(Items stored from a collection)

################

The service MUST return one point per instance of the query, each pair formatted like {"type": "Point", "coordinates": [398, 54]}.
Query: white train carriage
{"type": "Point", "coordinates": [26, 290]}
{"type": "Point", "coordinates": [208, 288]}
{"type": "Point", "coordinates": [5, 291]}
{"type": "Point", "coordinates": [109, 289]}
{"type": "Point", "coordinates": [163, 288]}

################

> _WHAT TO DO_
Recast every line of the listing above as a numbered list, leaving out any blank lines.

> _CORRECT ANSWER_
1. The service MUST return one point per instance of the query, each pair formatted like {"type": "Point", "coordinates": [398, 54]}.
2. Query: white train carriage
3. {"type": "Point", "coordinates": [26, 290]}
4. {"type": "Point", "coordinates": [208, 288]}
5. {"type": "Point", "coordinates": [5, 291]}
6. {"type": "Point", "coordinates": [109, 289]}
7. {"type": "Point", "coordinates": [163, 288]}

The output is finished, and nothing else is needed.